_What is required_
Below is a set of entries. Reproduce exactly the lines from the one containing "Given the image above, detect man's ear" through the end, both included.

Collected data
= = = = = = =
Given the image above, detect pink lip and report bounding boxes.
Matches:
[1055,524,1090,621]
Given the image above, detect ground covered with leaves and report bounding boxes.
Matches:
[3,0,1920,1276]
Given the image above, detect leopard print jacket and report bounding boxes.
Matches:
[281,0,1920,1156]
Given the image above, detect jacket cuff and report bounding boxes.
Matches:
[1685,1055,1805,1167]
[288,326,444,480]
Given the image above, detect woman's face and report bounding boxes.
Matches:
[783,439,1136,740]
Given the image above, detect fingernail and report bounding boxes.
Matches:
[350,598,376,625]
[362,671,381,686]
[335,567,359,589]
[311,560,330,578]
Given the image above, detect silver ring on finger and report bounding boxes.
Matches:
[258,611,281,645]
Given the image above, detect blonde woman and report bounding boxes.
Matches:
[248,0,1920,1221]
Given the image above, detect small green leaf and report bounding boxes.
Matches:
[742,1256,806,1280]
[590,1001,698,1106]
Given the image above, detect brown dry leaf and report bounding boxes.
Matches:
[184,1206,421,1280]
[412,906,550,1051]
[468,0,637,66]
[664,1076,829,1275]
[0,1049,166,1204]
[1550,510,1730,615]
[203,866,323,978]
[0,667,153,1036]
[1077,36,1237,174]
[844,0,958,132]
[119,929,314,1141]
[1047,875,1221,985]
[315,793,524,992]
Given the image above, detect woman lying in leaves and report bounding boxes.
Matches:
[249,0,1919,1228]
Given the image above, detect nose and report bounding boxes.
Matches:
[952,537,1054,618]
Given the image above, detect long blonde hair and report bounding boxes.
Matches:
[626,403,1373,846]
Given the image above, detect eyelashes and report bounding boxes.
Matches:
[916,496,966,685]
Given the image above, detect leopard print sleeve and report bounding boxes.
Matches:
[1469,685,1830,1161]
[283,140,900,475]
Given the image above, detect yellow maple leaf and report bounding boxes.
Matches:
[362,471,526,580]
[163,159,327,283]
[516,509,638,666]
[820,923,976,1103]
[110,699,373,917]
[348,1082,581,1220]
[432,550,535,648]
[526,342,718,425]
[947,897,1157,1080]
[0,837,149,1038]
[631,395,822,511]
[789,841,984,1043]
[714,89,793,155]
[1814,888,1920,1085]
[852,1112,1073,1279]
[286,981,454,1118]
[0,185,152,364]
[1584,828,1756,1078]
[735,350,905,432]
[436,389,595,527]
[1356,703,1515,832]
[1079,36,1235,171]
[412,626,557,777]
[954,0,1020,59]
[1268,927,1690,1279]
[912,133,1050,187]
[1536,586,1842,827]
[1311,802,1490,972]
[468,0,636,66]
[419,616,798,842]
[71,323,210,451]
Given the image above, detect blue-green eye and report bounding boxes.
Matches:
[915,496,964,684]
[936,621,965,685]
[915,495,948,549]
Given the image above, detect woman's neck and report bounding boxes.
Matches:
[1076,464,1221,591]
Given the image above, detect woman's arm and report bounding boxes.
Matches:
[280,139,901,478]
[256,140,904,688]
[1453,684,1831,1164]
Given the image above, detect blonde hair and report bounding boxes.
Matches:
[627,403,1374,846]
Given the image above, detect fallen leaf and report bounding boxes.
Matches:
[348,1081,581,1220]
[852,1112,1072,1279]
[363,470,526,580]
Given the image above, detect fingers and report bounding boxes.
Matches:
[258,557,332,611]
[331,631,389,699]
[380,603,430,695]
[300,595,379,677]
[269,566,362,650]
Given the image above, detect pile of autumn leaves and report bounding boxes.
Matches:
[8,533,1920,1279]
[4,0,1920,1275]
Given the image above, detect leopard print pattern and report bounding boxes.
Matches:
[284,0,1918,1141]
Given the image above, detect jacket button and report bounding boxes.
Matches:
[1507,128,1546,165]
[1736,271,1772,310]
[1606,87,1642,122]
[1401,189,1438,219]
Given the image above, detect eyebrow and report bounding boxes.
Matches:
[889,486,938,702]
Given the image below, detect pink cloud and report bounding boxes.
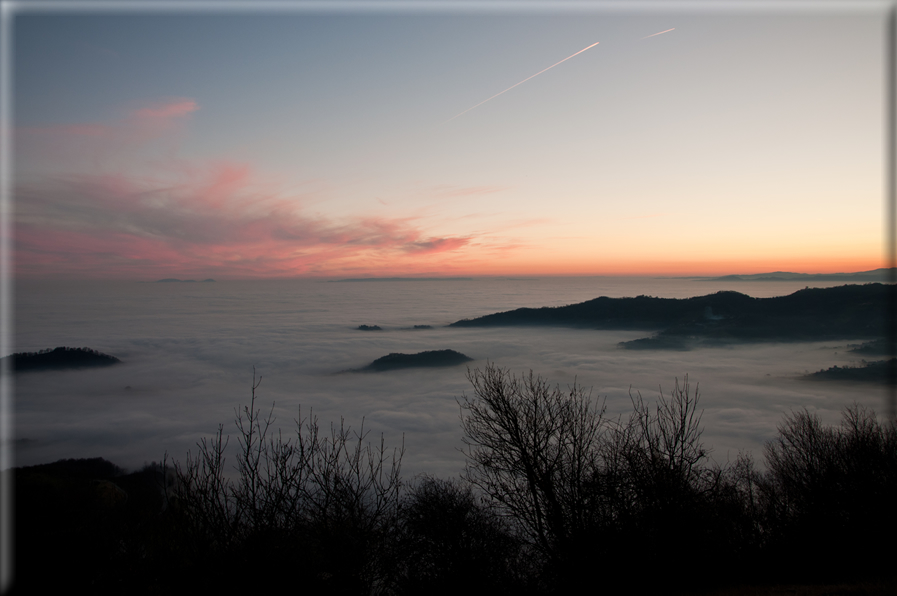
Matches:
[402,238,470,254]
[13,98,521,279]
[130,99,199,121]
[14,163,476,279]
[18,98,197,141]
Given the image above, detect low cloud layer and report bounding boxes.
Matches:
[13,278,888,479]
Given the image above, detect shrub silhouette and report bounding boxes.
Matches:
[171,370,404,594]
[597,379,767,589]
[759,404,897,583]
[395,477,530,595]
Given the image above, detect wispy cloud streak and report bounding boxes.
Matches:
[18,98,198,142]
[15,168,476,278]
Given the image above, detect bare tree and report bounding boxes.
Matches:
[458,363,608,562]
[607,375,712,511]
[172,369,404,593]
[173,422,238,550]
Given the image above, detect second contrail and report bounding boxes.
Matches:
[641,28,675,39]
[445,41,600,124]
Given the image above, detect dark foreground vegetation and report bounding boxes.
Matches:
[2,346,121,372]
[450,283,892,349]
[12,366,897,595]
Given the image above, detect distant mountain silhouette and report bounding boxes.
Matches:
[3,347,121,372]
[359,350,473,372]
[450,283,893,349]
[696,267,895,282]
[357,325,383,331]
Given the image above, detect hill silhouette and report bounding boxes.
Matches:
[450,283,892,348]
[3,346,121,372]
[805,358,897,383]
[360,349,473,372]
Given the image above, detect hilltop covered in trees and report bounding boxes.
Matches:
[359,349,473,372]
[3,346,121,372]
[805,358,897,383]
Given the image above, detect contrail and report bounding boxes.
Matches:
[445,41,600,124]
[641,28,675,40]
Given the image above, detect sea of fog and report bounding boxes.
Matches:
[10,276,889,478]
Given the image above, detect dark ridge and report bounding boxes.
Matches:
[451,283,892,346]
[14,457,126,479]
[357,325,382,331]
[412,325,433,329]
[617,336,695,351]
[3,346,121,372]
[848,338,889,355]
[451,290,756,329]
[804,358,897,383]
[361,349,472,372]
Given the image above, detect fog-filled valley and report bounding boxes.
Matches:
[11,277,891,478]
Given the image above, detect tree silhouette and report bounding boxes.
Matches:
[172,369,404,594]
[458,363,609,576]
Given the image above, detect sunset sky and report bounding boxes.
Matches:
[8,2,889,279]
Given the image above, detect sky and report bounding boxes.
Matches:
[7,2,891,279]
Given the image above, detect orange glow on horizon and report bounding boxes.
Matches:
[420,255,888,279]
[16,97,886,283]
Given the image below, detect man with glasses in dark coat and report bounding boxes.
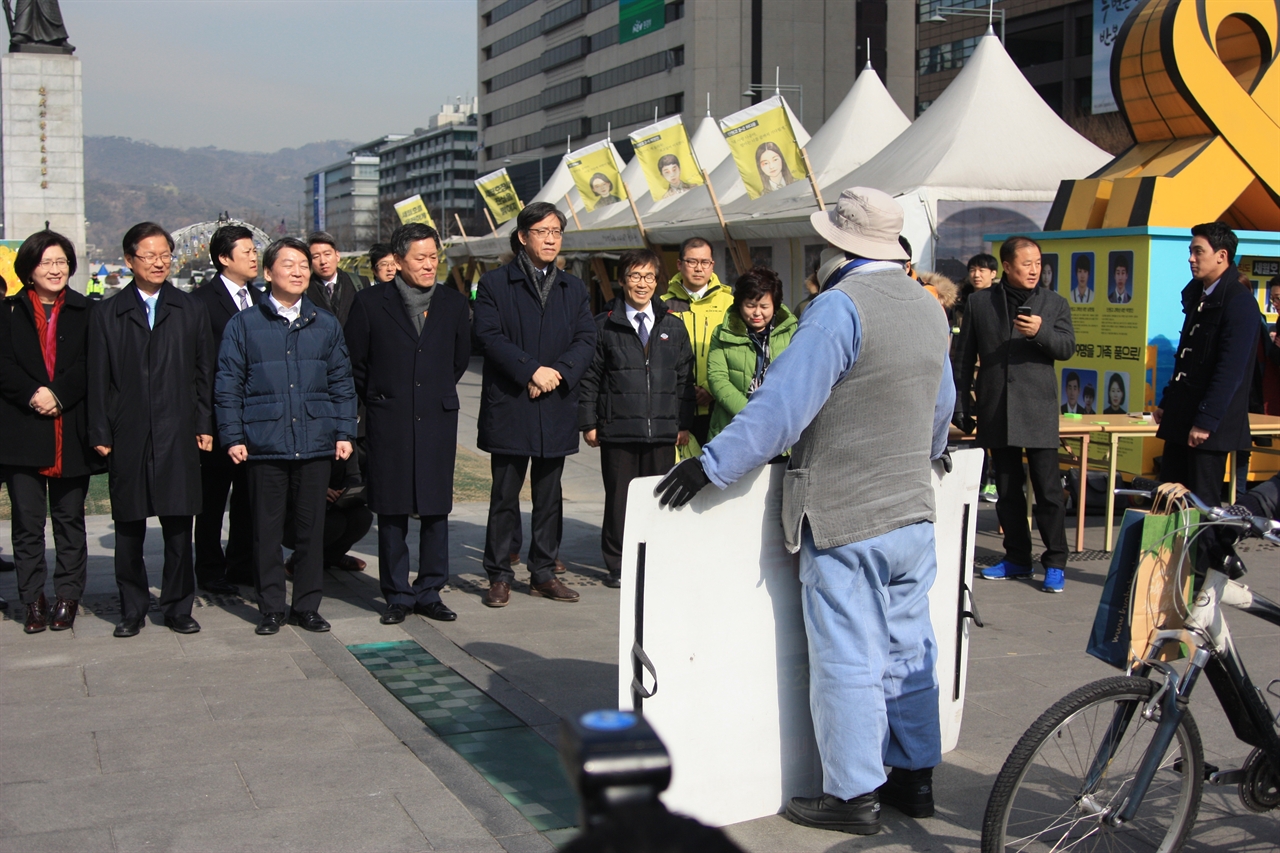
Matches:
[88,222,215,637]
[472,202,596,608]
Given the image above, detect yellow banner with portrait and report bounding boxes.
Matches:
[718,95,807,201]
[475,168,523,225]
[393,195,437,228]
[566,139,627,213]
[628,115,704,202]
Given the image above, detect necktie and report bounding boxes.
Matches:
[237,289,250,311]
[144,295,157,329]
[327,280,335,299]
[636,313,649,348]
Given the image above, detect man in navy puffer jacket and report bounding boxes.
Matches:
[215,237,357,636]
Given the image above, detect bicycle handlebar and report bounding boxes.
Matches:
[1114,480,1280,546]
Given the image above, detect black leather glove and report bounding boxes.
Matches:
[654,458,711,508]
[937,450,954,474]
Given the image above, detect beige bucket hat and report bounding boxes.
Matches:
[809,186,909,261]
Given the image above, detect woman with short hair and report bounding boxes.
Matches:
[0,229,101,633]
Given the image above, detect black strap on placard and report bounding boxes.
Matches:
[953,502,986,701]
[630,542,657,710]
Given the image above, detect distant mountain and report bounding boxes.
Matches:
[84,137,355,257]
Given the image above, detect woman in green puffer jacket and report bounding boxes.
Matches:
[706,266,798,441]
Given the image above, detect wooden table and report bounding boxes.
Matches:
[1093,413,1280,550]
[1058,417,1106,552]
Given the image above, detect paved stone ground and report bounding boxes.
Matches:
[1,361,1277,851]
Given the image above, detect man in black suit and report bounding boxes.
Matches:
[191,225,262,593]
[1155,222,1260,506]
[307,231,361,325]
[959,235,1076,593]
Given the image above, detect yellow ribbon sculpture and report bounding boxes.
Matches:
[1048,0,1279,230]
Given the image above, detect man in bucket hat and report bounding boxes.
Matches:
[656,188,955,834]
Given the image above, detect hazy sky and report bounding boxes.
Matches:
[64,0,478,152]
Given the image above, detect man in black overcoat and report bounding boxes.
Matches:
[345,222,470,624]
[1155,222,1260,506]
[88,222,216,637]
[306,231,361,325]
[959,236,1075,593]
[190,224,262,593]
[473,201,596,608]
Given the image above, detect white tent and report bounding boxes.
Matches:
[803,61,912,186]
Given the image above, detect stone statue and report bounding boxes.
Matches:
[3,0,75,54]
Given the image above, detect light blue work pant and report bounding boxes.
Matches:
[799,520,942,799]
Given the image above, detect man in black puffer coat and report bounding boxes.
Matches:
[579,248,695,587]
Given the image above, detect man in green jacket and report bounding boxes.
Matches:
[660,237,734,444]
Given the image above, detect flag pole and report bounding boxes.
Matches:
[800,147,825,211]
[483,209,498,234]
[564,194,584,230]
[454,213,469,238]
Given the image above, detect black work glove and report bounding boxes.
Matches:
[937,450,954,474]
[654,458,711,508]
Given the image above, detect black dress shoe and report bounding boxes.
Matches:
[199,580,241,596]
[415,601,457,622]
[24,592,49,634]
[0,554,14,572]
[380,604,408,625]
[877,767,935,818]
[256,612,286,635]
[50,598,78,631]
[289,610,330,632]
[785,792,881,835]
[113,617,146,638]
[163,614,201,634]
[602,575,622,589]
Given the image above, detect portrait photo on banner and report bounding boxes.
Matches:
[1041,252,1058,294]
[628,115,704,202]
[1062,368,1098,415]
[567,139,627,213]
[1068,251,1095,304]
[718,95,807,200]
[1103,371,1130,415]
[1108,250,1135,304]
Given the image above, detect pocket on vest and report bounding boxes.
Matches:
[781,467,808,554]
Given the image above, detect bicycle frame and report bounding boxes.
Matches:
[1088,559,1280,825]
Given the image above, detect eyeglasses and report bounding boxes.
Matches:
[680,258,714,268]
[37,258,70,270]
[133,253,173,266]
[626,272,657,284]
[526,227,563,240]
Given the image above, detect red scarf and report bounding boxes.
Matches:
[28,289,65,477]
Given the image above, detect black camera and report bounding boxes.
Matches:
[559,710,672,829]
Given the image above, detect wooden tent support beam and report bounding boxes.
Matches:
[591,256,614,301]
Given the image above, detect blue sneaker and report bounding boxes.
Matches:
[980,560,1033,580]
[1042,567,1065,593]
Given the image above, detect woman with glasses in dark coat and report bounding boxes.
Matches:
[0,230,102,633]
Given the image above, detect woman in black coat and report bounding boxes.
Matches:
[0,230,102,633]
[344,223,471,624]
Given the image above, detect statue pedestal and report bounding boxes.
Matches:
[0,51,85,288]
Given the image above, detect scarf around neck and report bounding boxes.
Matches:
[28,288,65,477]
[393,274,435,335]
[517,250,556,307]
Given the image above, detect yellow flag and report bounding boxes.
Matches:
[566,139,627,213]
[394,195,437,228]
[474,168,523,225]
[718,95,807,200]
[628,115,704,201]
[0,244,22,296]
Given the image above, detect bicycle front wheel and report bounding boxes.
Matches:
[982,676,1203,853]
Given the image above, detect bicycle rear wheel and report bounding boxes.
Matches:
[982,676,1203,853]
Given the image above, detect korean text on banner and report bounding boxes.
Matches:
[628,115,704,202]
[619,0,664,44]
[718,95,807,201]
[567,139,627,214]
[394,195,437,228]
[475,168,523,225]
[1092,0,1138,114]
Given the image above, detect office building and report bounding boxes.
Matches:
[304,136,402,250]
[378,100,482,239]
[477,0,916,190]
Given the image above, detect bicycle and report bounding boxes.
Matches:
[981,481,1280,852]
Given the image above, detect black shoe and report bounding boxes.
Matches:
[199,580,241,596]
[785,792,881,835]
[163,614,201,634]
[380,603,409,625]
[289,610,330,632]
[877,767,935,818]
[0,555,14,572]
[602,575,622,589]
[256,612,286,635]
[113,617,146,638]
[415,601,456,622]
[0,595,7,612]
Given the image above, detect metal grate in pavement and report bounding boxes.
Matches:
[347,640,576,832]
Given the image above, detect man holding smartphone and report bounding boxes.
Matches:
[958,236,1076,593]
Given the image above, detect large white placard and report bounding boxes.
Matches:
[617,449,983,827]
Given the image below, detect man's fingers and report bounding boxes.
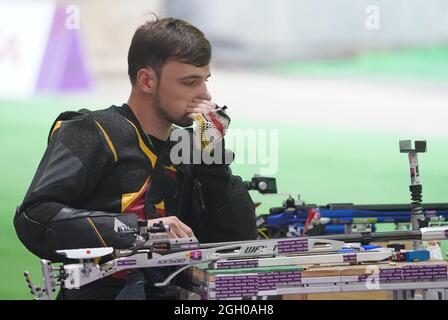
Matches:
[173,219,195,238]
[166,231,179,239]
[147,217,195,239]
[187,105,213,112]
[192,98,215,108]
[180,223,194,238]
[191,98,212,103]
[169,223,189,238]
[186,107,206,114]
[188,101,215,112]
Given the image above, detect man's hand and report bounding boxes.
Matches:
[147,216,196,239]
[186,99,230,152]
[186,98,216,120]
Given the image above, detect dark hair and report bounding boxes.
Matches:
[127,17,212,85]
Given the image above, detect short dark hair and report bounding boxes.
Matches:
[127,17,212,85]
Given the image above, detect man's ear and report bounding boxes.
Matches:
[136,68,157,93]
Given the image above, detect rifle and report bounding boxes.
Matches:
[23,222,448,300]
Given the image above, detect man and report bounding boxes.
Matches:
[14,17,257,299]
= = = = = = =
_Answer area_
Given the image above, detect man's ear and report bounding boxes.
Matches:
[136,68,157,93]
Given the image above, detect rifle and report bounding boxes.
Matches:
[23,222,448,300]
Given the image above, detect man and report bounding boxes.
Matches:
[14,17,257,299]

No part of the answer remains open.